#### TASK PROMPT
Copy the material below word for word, keeping every line in its original order.

# # # # #

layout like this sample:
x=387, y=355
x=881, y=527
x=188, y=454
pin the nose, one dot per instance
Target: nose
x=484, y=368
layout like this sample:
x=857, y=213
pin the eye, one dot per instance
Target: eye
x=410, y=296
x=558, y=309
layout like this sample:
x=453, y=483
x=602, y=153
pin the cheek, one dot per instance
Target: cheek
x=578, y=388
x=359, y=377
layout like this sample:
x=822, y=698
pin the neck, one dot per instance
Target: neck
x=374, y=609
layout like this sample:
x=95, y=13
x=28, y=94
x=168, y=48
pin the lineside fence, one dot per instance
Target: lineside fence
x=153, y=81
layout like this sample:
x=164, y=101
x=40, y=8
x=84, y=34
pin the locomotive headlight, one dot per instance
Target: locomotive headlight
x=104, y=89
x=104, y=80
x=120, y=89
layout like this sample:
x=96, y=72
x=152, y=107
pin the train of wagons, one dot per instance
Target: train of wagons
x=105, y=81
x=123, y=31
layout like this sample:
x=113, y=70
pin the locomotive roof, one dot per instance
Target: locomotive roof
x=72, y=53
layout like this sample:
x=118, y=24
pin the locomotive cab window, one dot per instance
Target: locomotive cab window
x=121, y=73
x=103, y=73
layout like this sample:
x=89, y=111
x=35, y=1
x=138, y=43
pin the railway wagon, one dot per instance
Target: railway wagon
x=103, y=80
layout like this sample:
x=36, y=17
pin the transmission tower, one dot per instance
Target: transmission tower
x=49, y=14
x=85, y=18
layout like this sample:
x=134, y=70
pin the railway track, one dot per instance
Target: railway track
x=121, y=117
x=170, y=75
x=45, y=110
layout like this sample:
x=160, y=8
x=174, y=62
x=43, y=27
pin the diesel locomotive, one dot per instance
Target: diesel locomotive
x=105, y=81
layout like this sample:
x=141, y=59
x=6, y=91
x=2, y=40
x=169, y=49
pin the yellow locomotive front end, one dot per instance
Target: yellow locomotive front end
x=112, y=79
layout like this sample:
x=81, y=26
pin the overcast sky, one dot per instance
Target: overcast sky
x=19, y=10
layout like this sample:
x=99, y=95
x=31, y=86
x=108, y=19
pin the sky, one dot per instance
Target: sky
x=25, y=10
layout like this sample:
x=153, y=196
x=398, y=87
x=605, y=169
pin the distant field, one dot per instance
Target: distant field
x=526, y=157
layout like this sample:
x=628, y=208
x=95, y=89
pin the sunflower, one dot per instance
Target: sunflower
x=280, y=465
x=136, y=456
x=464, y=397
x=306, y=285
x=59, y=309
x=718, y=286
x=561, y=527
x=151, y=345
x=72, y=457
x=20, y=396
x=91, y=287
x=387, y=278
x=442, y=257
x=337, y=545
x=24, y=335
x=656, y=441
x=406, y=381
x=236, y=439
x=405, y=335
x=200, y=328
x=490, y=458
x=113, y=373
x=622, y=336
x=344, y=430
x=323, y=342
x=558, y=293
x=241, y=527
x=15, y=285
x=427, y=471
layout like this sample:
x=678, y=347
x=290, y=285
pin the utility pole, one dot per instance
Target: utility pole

# # # # #

#### EXPECTED ANSWER
layout like this sample:
x=387, y=355
x=881, y=527
x=188, y=454
pin the nose, one dot per instance
Target: nose
x=484, y=368
layout like this sample:
x=857, y=213
pin the eye, one dot per instance
Target: eye
x=410, y=296
x=558, y=309
layout like this sample:
x=453, y=483
x=602, y=153
pin the cheek, one dot per instance
Target: cheek
x=578, y=388
x=359, y=377
layout like this sample:
x=822, y=698
pin the neck, one dot per instance
Target: neck
x=374, y=609
layout like this sample:
x=95, y=13
x=28, y=94
x=168, y=48
pin the lineside fence, one dot per instance
Target: lineside fence
x=153, y=81
layout like this sample:
x=164, y=101
x=40, y=8
x=84, y=34
pin the locomotive headlight, one dot per instance
Target: locomotive headlight
x=104, y=89
x=104, y=80
x=120, y=89
layout like this sample:
x=96, y=72
x=152, y=107
pin the train of wagons, one dot per instance
Target: train of wagons
x=105, y=81
x=123, y=31
layout like this sample:
x=113, y=70
pin the locomotive roof, one dot per instance
Target: locomotive roof
x=72, y=53
layout like this sample:
x=118, y=24
pin the locomotive cab window, one dot per instance
Target: locomotive cab window
x=121, y=73
x=103, y=73
layout like this sample:
x=89, y=111
x=35, y=1
x=138, y=43
pin the railway wagon, one dot per instance
Target: railway wagon
x=103, y=80
layout like this sample:
x=36, y=17
pin the transmission tower, one dot per instance
Target: transmission tower
x=49, y=14
x=85, y=18
layout like this sample:
x=134, y=70
pin the railway track, one dot per instance
Target: railway track
x=121, y=117
x=170, y=75
x=45, y=110
layout like this sample:
x=160, y=8
x=174, y=62
x=43, y=27
pin the diesel locomotive, one dot per instance
Target: diesel locomotive
x=105, y=81
layout like this sample:
x=141, y=59
x=6, y=91
x=2, y=40
x=169, y=49
pin the yellow locomotive front end, one dot per instance
Target: yellow locomotive front end
x=112, y=79
layout like this sample:
x=81, y=26
pin the overcast sky, one dot per instance
Target: overcast sky
x=19, y=10
layout like this sample:
x=99, y=95
x=31, y=86
x=108, y=19
pin the sky, one dot per instance
Target: sky
x=25, y=10
layout like this sample:
x=153, y=196
x=398, y=87
x=605, y=169
pin the distant field, one dot per instance
Target: distant field
x=526, y=157
layout like this sample:
x=628, y=208
x=95, y=89
pin the sunflower, one dot per instance
Target: sunflower
x=280, y=465
x=136, y=456
x=464, y=397
x=306, y=285
x=59, y=309
x=718, y=286
x=561, y=527
x=151, y=345
x=72, y=457
x=20, y=396
x=91, y=287
x=387, y=278
x=442, y=257
x=337, y=545
x=24, y=335
x=656, y=441
x=406, y=381
x=236, y=439
x=405, y=335
x=200, y=328
x=490, y=458
x=113, y=373
x=622, y=336
x=344, y=430
x=323, y=342
x=558, y=293
x=241, y=527
x=15, y=285
x=427, y=471
layout like this sample:
x=678, y=347
x=290, y=285
pin the utility pole, one dot per instance
Target: utility pole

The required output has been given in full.